■ Work instruction ■
Could you reproduce, unchanged, the items from the line containing "Produce, for each" through the line containing "positive clicks: (468, 503)"?

■ Listed records ■

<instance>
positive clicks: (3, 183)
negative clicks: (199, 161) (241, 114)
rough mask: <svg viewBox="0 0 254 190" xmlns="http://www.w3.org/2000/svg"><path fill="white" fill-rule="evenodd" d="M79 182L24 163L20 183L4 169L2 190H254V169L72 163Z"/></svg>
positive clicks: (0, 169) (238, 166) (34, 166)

---

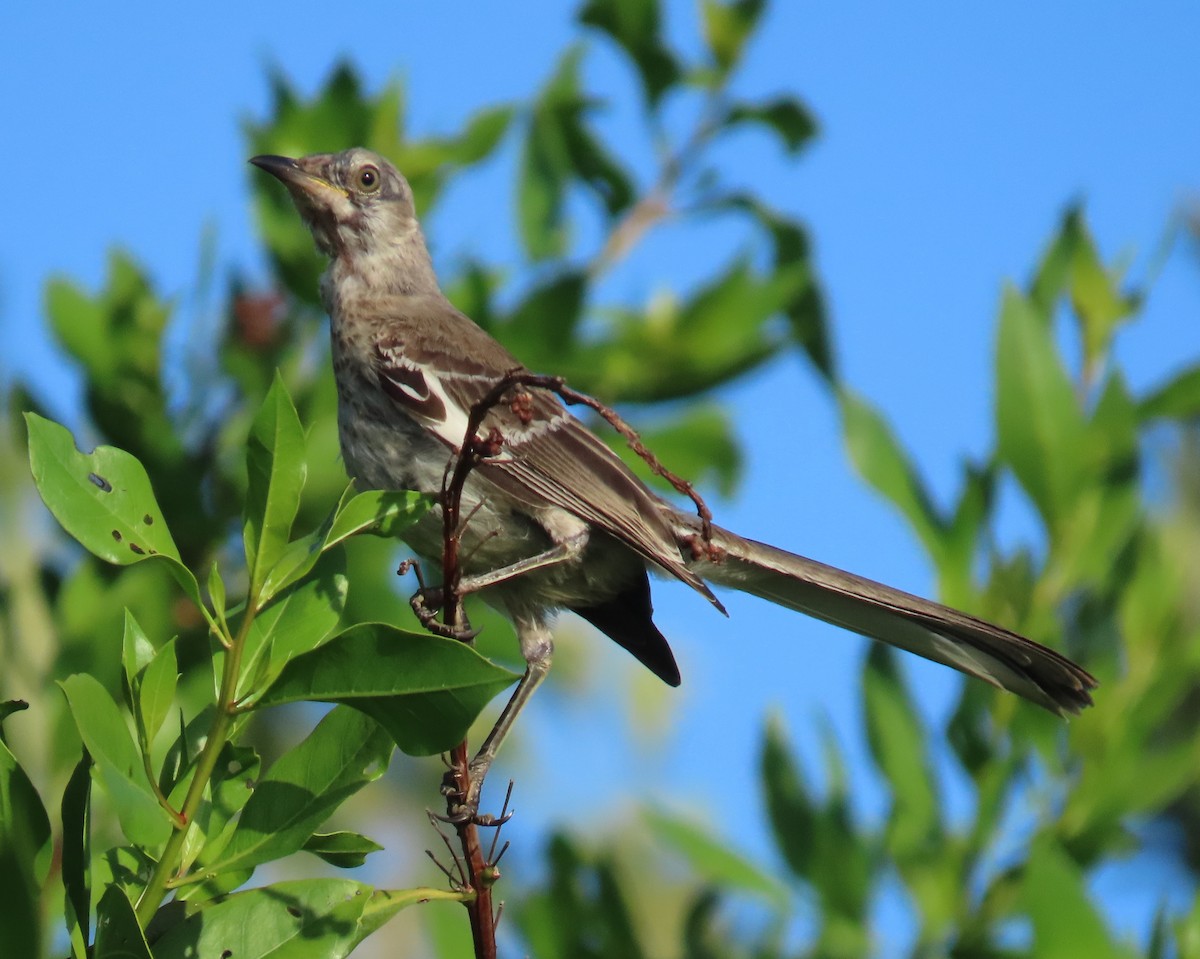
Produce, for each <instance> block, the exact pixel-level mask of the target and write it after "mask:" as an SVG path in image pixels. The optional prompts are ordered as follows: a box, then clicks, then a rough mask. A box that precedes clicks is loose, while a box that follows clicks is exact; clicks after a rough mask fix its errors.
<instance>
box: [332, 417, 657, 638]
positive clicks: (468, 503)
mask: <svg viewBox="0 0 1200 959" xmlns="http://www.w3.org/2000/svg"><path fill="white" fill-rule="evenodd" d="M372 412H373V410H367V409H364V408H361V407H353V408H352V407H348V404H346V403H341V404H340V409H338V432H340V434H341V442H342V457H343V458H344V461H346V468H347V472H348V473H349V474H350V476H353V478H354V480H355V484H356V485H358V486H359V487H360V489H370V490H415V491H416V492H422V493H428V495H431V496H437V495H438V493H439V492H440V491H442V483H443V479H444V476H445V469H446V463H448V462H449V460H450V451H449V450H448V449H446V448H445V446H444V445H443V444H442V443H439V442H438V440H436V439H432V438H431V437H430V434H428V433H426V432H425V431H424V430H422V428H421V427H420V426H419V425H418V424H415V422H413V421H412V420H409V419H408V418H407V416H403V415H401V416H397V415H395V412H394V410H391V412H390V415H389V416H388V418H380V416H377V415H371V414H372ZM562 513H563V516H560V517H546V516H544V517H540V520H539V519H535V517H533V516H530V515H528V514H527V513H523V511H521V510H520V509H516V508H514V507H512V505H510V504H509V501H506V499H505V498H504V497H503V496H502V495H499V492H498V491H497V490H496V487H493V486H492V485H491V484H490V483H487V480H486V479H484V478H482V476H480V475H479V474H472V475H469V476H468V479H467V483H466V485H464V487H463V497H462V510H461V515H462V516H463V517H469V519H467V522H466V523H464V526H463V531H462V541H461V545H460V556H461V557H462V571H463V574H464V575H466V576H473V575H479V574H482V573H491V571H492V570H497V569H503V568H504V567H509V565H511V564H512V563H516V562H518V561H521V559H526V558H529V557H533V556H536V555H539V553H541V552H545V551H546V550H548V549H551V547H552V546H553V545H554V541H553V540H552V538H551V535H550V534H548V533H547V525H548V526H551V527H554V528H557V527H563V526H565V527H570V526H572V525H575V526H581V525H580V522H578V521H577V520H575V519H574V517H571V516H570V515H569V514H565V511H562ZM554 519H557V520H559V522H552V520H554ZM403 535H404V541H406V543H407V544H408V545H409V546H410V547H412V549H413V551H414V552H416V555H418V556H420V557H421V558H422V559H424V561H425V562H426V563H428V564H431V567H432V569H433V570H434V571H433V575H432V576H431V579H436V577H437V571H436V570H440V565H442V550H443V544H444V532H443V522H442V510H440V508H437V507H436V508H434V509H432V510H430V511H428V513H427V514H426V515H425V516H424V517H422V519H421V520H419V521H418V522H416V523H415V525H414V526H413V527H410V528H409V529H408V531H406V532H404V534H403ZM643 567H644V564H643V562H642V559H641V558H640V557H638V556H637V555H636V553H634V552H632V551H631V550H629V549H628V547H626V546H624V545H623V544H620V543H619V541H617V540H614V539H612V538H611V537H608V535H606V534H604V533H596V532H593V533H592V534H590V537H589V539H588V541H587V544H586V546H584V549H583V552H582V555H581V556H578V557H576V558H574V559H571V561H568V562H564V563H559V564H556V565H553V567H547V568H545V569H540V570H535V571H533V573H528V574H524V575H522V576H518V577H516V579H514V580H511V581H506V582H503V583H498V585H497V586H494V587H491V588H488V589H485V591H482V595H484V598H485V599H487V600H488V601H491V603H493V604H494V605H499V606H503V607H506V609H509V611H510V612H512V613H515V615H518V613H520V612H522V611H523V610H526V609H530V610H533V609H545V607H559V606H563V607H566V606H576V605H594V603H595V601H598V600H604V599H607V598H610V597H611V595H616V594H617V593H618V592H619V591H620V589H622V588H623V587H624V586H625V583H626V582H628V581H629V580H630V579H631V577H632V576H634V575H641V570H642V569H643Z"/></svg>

■ Answer box ■
Produce, for each <instance> block, the exact pixel-level mask of the target and write it after "mask:" as an SVG path in image pixels. The optional prompts are ordered as follows: a box, then clicks, then a rough mask. A box that precedes clicks is loose, while a box that follows clicks is exact; clicks after a rough mask fix its errors.
<instance>
box: [332, 417, 657, 638]
positive clicks: (468, 503)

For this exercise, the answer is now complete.